*** Given records ***

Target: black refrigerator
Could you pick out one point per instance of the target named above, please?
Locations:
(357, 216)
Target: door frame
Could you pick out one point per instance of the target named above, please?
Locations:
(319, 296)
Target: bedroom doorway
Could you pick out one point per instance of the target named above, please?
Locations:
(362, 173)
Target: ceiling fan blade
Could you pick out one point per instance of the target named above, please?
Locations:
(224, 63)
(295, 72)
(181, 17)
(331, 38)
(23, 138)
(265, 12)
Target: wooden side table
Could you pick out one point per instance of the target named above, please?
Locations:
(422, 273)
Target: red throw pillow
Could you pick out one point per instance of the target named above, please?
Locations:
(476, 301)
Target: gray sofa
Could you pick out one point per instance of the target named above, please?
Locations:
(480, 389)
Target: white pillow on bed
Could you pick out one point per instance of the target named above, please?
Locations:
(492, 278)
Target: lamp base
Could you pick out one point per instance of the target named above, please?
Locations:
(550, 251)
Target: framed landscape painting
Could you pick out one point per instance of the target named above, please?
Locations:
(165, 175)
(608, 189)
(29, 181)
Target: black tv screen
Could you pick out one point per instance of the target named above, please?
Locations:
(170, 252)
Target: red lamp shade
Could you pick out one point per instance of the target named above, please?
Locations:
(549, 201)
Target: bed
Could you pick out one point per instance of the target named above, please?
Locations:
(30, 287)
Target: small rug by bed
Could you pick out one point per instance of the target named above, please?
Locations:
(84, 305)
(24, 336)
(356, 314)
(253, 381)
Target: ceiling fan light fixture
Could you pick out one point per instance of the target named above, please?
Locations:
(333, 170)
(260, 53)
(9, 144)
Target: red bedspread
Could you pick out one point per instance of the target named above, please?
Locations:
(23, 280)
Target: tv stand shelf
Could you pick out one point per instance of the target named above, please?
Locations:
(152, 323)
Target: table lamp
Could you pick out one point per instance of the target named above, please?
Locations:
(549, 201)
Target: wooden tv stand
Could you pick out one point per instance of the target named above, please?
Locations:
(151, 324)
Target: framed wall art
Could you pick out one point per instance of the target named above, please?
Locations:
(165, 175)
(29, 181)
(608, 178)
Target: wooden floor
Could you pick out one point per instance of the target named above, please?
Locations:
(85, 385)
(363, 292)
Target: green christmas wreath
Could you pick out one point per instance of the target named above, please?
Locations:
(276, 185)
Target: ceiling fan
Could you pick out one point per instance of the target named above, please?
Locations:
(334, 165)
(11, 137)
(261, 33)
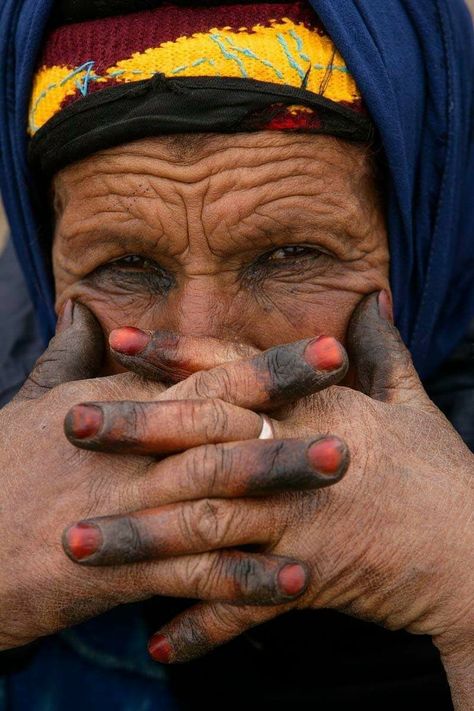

*** End of Given records ***

**Work item**
Which lines of the data above contain the string "lamp"? Copy each of them.

**Answer area**
Target: lamp base
Target: red lamp shade
Target: table lamp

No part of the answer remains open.